= Exercise text =

Assessment efforts for this effort will be generative: as we discover use cases and unmet needs, we will brainstorm ways to assess and evaluate use cases as well as specific metrics to determine if user-identified gaps are being closed.
4. Discuss and plan opportunities for in-person hackathons for technology development and use case brainstorming.
In-person activities such as hackathons and use case brainstorming are incredibly effective ways to develop an understanding of what direction technology needs to move in to enable new data analyses and integrations. While in-person meetings are deferred for the moment, the SPARC and KF DCCs (hosted in Philadelphia) and the Metabolomics DCC (at UCSD) expressed interest in specific events to facilitate technology development. We will connect with all three DCCs to plan events that can be held as travel restrictions ease.
Our assessment modalities for this exercise will focus on identifying individual learning/practice goals in advance, such as “I would like to learn how to analyze collections of SPARC data sets on Amazon Web Services”. We will then evaluate this with a post-event survey asking if “learning goals” were met, combined with targeted interviews with a subset of individual attendees.
- Iteratively improve specific trainings as well as overall training program and technology platforms
- Leave space for open ended conversations to discover new challenges, unmet training needs, negatives and positives about current training effort, and documentation opportunities
- Iteratively try, adopt, and assess new training technology
- Provide space for open ended short conversations, to allow us to discover things not covered by surveys
- For online workshops
- Number of people that show initial interest in training
- Number of return trainees within a lesson
- Number of return trainees across lessons
- Number of trainees that indicate interest in additional as-yet-undeveloped training events
- For web sites/documentation
- Site visit metrics
- Page visit metrics
- For forums
- Number of registrations
- Number of logins
- Number of posts
- Number of repeat engagements (e.g. followups to posts)
- For videos
- Video watch statistics
- Video completion statistics
- Web site hosting stats
We will assess overall confidence metrics for both “is this training potentially relevant/useful based on its description” and self-confidence in actualizing bioinformatics analyses. See https://carpentries.org/assessment/ for some examples.

Dataset entries
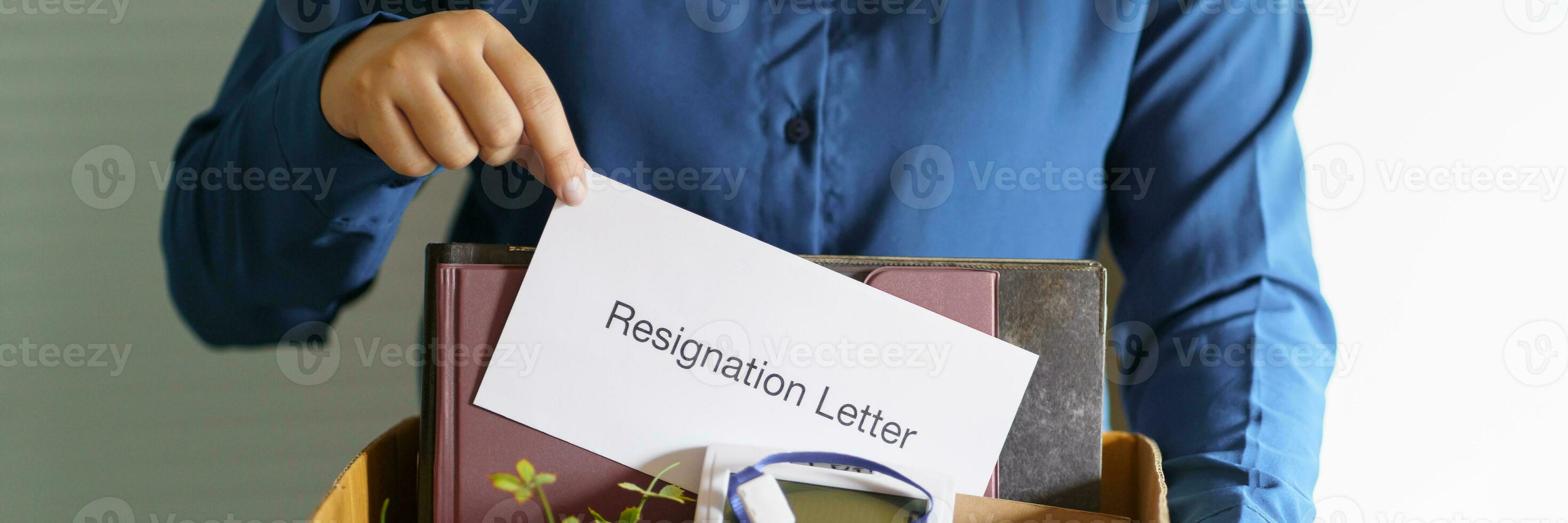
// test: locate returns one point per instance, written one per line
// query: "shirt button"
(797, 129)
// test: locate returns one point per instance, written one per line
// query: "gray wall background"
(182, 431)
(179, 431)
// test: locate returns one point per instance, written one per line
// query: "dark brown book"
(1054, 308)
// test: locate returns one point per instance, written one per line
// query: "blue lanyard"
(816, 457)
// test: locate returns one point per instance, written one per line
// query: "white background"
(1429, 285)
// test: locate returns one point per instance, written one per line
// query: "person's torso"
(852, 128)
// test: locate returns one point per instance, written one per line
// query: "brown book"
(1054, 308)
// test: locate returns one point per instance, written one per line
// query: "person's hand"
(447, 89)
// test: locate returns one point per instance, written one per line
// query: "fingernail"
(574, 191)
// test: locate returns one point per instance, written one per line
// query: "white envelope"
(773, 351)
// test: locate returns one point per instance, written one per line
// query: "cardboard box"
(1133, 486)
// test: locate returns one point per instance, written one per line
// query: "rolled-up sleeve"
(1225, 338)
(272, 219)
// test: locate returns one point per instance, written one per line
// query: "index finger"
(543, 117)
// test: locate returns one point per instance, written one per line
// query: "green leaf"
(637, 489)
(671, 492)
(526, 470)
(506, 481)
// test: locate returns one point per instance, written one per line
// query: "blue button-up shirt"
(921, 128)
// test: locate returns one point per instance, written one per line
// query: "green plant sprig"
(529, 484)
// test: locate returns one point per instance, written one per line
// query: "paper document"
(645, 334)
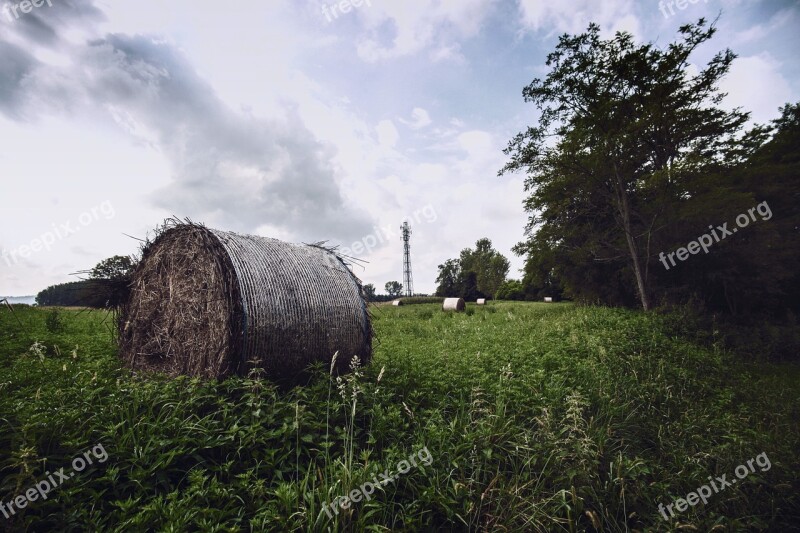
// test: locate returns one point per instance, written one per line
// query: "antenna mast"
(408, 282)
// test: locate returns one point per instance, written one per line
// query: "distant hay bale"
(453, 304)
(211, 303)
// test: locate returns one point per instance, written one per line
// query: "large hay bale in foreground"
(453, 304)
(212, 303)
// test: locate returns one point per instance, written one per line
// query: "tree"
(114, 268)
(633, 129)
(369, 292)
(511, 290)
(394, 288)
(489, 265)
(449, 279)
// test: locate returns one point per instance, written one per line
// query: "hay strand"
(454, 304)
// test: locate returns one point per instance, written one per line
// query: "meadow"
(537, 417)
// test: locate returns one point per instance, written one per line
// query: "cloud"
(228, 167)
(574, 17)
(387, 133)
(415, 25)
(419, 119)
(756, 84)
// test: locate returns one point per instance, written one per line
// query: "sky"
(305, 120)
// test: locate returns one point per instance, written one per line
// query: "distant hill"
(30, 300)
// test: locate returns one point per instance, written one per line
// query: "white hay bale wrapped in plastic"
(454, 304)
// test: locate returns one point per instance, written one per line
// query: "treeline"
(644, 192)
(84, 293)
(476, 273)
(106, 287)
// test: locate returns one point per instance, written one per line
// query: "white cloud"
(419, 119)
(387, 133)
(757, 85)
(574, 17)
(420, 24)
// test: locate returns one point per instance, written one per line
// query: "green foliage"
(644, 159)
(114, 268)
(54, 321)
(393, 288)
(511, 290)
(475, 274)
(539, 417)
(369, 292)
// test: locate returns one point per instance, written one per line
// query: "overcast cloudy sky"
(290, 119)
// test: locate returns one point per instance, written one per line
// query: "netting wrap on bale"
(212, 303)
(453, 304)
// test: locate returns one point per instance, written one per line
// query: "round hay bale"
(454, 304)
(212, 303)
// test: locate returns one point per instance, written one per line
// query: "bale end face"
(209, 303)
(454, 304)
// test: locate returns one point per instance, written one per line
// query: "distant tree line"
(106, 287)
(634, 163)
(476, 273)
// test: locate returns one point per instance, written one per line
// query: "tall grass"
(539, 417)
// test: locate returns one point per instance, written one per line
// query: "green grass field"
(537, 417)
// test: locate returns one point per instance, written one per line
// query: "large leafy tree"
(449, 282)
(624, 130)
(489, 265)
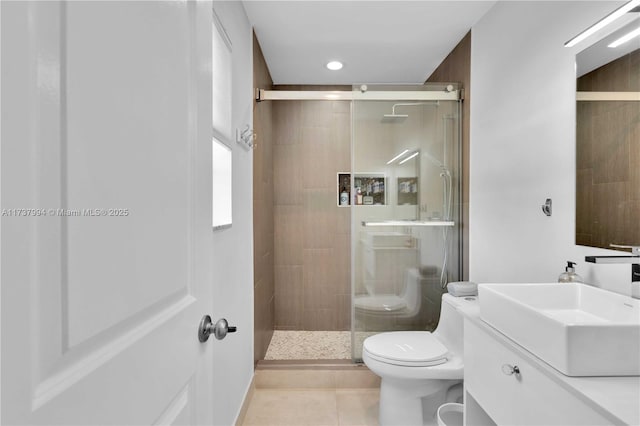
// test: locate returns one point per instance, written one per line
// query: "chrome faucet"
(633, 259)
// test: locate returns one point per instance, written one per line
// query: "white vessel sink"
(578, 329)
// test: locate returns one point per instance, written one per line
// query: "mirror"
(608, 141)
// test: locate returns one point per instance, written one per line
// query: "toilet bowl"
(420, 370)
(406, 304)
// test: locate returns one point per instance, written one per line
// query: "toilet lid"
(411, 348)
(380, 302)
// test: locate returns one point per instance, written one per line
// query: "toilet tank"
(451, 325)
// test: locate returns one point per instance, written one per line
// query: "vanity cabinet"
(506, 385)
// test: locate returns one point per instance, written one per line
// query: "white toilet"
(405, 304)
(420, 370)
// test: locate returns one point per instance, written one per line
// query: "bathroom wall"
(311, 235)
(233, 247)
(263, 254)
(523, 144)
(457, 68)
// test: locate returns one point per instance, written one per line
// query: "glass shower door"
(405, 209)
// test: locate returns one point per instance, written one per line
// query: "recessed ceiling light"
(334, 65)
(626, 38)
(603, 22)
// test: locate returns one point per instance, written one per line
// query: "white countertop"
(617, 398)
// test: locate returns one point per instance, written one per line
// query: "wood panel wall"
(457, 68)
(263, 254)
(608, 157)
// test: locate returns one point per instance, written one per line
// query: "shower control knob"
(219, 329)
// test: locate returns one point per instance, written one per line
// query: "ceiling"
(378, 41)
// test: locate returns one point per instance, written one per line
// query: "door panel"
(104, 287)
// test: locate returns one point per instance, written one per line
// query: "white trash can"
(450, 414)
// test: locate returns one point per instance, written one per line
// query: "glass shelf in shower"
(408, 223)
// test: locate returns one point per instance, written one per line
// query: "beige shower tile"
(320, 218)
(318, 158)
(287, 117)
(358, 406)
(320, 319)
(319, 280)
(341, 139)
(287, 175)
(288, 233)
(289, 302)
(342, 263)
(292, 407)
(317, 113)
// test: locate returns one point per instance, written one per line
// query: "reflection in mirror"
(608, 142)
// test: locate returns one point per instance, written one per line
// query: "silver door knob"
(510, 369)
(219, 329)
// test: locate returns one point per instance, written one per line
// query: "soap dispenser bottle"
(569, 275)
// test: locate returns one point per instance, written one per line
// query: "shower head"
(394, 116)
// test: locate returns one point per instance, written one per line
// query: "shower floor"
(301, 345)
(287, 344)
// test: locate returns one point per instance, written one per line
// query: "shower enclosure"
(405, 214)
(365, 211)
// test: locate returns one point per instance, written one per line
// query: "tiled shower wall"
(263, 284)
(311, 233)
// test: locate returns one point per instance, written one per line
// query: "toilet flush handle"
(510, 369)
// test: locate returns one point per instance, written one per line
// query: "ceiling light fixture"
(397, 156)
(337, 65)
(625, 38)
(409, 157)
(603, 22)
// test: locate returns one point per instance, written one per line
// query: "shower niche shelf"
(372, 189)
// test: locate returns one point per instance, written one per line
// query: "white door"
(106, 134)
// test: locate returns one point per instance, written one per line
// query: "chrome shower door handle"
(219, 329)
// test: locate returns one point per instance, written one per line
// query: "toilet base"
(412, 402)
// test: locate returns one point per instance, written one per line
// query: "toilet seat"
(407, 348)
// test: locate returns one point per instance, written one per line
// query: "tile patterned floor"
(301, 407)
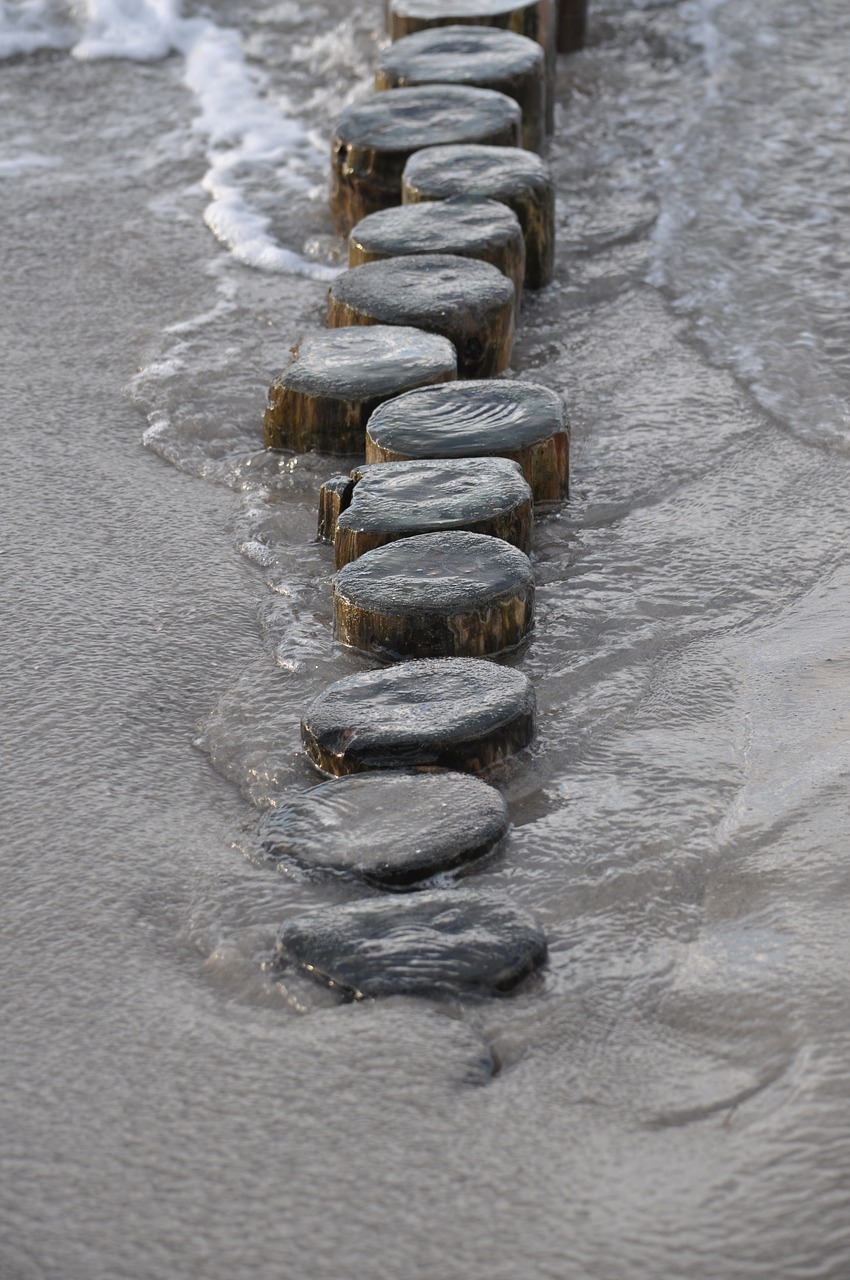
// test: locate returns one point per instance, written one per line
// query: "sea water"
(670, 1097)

= Exercise =
Quote the stretch of the training assessment plan from "In-person activities such" through "travel restrictions ease.".

= Answer area =
In-person activities such as hackathons and use case brainstorming are incredibly effective ways to develop an understanding of what direction technology needs to move in to enable new data analyses and integrations. While in-person meetings are deferred for the moment, the SPARC and KF DCCs (hosted in Philadelphia) and the Metabolomics DCC (at UCSD) expressed interest in specific events to facilitate technology development. We will connect with all three DCCs to plan events that can be held as travel restrictions ease.